> _Input rows_:
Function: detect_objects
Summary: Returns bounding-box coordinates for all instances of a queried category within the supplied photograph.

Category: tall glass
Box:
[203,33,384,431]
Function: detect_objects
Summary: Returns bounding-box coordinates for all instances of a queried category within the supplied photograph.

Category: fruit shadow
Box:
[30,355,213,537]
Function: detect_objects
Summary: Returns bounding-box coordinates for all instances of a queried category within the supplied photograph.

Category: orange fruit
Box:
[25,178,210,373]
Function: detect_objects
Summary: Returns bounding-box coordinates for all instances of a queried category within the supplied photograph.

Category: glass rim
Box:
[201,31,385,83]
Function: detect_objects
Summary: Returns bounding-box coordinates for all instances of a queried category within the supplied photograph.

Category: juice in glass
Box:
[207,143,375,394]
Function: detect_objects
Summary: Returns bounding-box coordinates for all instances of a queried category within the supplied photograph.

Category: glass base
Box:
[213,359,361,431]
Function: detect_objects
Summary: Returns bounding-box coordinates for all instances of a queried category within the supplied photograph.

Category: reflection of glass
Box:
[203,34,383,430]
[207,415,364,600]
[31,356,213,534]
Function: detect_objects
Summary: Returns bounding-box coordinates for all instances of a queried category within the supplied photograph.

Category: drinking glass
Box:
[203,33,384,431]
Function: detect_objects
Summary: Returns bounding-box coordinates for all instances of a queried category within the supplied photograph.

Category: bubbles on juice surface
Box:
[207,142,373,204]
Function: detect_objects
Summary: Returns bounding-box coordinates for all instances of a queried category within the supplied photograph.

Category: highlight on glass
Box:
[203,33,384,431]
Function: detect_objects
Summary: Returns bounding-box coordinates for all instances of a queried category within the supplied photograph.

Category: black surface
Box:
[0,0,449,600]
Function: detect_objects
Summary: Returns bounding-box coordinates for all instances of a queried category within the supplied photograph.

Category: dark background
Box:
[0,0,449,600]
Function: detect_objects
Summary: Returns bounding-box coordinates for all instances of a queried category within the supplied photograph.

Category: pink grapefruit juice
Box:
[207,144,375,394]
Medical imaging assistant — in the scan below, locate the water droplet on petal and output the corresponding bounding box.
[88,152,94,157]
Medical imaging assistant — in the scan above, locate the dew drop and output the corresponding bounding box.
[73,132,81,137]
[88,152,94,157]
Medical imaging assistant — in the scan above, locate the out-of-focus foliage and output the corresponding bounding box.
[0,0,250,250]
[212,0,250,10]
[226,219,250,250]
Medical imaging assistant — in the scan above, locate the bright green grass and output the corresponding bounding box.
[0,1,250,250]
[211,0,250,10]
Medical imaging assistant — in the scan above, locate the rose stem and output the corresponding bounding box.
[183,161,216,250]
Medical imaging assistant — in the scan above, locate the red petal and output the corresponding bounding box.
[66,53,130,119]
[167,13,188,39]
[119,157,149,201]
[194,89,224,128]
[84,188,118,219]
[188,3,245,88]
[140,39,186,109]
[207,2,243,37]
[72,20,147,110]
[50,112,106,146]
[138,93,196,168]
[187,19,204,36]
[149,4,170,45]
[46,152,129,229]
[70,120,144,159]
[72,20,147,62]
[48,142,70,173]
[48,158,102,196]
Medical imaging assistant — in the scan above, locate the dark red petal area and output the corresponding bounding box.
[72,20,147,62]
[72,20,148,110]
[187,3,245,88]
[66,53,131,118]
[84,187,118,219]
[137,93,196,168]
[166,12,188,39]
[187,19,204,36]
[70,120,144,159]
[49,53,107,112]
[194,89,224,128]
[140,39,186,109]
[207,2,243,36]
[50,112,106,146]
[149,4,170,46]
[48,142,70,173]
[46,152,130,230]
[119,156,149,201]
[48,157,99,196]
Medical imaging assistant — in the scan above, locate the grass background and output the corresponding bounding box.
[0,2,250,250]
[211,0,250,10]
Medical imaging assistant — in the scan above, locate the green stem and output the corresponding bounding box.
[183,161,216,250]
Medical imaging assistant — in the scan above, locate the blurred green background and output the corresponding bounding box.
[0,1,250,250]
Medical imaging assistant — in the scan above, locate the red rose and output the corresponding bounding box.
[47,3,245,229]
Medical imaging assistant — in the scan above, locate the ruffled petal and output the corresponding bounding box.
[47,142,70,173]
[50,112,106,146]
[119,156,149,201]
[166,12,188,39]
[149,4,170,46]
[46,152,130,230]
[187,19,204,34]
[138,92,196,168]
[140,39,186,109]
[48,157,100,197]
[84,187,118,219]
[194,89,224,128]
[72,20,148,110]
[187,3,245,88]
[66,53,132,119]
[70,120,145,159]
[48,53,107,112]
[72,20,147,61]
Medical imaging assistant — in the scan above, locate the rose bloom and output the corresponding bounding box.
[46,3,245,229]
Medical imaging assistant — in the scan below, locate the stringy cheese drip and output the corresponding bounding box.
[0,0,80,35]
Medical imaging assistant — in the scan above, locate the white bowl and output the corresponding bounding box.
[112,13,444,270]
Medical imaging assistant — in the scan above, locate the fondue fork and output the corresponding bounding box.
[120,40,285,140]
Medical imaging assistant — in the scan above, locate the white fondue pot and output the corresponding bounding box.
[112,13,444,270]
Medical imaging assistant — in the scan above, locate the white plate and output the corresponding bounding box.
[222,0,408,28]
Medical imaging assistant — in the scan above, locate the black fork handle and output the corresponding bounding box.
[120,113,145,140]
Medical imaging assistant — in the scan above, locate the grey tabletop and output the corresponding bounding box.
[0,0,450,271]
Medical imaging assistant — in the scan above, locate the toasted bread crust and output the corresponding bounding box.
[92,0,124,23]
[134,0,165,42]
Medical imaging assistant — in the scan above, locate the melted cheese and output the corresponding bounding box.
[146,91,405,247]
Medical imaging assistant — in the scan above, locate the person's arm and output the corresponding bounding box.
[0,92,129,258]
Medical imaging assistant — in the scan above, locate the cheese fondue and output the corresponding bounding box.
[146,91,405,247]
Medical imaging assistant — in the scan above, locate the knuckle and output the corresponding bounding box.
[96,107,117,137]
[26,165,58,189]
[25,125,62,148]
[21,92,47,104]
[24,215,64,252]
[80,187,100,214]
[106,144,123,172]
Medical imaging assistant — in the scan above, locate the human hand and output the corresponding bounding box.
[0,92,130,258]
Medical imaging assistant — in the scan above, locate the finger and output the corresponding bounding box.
* * *
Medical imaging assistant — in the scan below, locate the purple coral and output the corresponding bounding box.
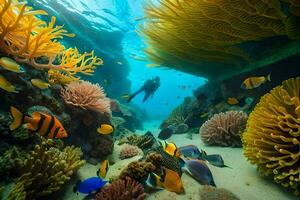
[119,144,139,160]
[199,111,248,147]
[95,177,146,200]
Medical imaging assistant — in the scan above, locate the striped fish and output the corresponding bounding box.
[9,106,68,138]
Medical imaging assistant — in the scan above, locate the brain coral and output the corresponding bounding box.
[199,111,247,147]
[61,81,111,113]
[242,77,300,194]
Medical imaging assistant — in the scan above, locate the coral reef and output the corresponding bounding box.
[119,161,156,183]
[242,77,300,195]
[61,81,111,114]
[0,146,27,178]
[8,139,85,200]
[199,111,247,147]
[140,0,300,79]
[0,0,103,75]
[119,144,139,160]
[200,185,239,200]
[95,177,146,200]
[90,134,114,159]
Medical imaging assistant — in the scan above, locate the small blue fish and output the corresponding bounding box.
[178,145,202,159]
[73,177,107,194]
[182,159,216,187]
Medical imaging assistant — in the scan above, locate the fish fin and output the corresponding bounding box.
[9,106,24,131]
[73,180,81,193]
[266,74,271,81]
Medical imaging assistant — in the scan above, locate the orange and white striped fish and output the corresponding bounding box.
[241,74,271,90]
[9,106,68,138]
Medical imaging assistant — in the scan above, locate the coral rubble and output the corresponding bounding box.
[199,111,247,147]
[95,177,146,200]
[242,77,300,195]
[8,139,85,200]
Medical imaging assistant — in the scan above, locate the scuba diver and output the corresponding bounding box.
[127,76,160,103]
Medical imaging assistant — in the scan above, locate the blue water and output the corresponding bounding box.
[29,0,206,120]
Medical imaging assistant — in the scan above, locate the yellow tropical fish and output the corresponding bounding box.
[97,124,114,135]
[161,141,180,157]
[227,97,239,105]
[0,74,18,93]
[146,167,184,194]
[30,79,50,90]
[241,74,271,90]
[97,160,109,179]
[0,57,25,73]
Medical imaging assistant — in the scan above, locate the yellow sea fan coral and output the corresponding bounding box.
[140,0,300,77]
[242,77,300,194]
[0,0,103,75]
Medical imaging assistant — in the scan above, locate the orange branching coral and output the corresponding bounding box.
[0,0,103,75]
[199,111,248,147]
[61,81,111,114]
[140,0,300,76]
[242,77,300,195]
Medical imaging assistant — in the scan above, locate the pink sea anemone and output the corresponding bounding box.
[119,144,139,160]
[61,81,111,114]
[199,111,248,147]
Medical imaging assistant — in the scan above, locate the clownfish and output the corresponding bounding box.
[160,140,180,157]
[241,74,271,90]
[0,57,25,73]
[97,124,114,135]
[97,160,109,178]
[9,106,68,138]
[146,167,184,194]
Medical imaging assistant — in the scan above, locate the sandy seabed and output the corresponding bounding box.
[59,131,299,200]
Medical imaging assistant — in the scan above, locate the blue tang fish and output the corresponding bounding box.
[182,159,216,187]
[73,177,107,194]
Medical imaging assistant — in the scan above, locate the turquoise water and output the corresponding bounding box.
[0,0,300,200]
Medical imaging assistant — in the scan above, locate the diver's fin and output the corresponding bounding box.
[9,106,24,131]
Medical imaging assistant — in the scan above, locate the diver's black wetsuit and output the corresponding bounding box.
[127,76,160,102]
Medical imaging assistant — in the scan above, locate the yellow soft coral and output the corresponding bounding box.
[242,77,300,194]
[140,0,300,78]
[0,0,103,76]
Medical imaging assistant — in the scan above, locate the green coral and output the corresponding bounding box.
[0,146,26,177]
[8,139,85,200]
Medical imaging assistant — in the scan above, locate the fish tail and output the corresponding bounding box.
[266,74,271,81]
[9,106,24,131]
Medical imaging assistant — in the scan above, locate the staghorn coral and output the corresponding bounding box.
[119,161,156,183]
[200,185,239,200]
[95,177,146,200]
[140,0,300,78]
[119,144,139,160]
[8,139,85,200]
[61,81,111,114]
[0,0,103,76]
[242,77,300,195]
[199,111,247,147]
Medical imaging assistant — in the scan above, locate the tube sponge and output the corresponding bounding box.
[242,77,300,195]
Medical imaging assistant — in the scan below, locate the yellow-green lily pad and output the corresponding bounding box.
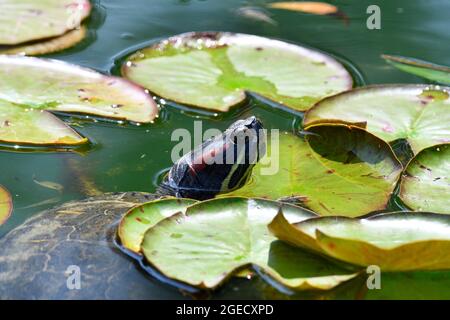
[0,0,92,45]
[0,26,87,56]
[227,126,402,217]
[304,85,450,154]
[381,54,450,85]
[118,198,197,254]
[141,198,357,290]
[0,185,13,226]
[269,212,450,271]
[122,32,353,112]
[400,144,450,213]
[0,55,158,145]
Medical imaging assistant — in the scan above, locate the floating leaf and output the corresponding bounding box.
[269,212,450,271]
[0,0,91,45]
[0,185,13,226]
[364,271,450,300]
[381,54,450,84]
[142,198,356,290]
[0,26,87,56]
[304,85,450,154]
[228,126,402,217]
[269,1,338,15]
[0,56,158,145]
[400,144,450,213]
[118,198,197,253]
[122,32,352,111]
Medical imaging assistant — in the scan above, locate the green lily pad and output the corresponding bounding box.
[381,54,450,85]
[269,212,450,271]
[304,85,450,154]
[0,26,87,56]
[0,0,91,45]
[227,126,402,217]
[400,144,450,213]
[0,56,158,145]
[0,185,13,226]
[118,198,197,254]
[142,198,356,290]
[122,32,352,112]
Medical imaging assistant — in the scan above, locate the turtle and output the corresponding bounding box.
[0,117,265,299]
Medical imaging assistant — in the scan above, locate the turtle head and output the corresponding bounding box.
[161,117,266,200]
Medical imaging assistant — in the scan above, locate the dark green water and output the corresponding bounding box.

> _Your goal_: Copy the lines of the entries exactly, starting with the line that contains "reef and output the corresponding bounding box." and ending with the line that contains "[90,134,114,159]", including both of those lines.

> _Exercise answer_:
Medical imaging assistant — in the scan above, locate the coral reef and output the corresponding bounding box.
[119,161,156,183]
[242,77,300,195]
[61,81,111,114]
[0,146,27,178]
[8,139,85,200]
[199,111,247,147]
[140,0,300,79]
[0,0,103,75]
[119,144,139,160]
[200,185,239,200]
[95,177,146,200]
[90,134,114,159]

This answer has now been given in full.